• [Study text]:
========
Ultimately, DNA test results matched Crum's DNA profile and fingerprints to those of the suspect in the Odom case. Furthermore, based on investigations, the suspect was found to have worked in drywall and also resided in Pasco County at the time of Odom's kidnapping and killing, and he also owned a blue truck.

===Charges and pre-trial developments===
On July 27, 2023, the same date of the announcement of his arrest, Crum was charged with first-degree murder, kidnapping and sexual battery, after a grand jury indicted him for these above charges. Florida Fifth Circuit State Attorney Bill Gladson announced that his office would seek the death penalty against the suspect on the first-degree murder charge.

On February 27, 2026, Crum was scheduled to stand trial tentatively in August 2026 for the charge of raping and murdering Odom.

On June 8, 2026, a Hernando County judge granted the prosecution's motion to introduce evidence of the January 1992 rape case into Crum's upcoming murder trial, which was set to begin on August 17, 2026.
========
[Referring expression data]

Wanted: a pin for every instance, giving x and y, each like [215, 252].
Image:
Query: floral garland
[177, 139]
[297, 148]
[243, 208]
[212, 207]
========
• [Tasks and exercises]:
A: According to the passage on the Odom case, on what date was Crum's murder trial set to begin?
B: Please return the section of the passage on the Odom case starting at "On June 8, 2026, a" and ending at "August 17, 2026.".

• [Answers]:
A: August 17, 2026

B:
On June 8, 2026, a Hernando County judge granted the prosecution's motion to introduce evidence of the January 1992 rape case into Crum's upcoming murder trial, which was set to begin on August 17, 2026.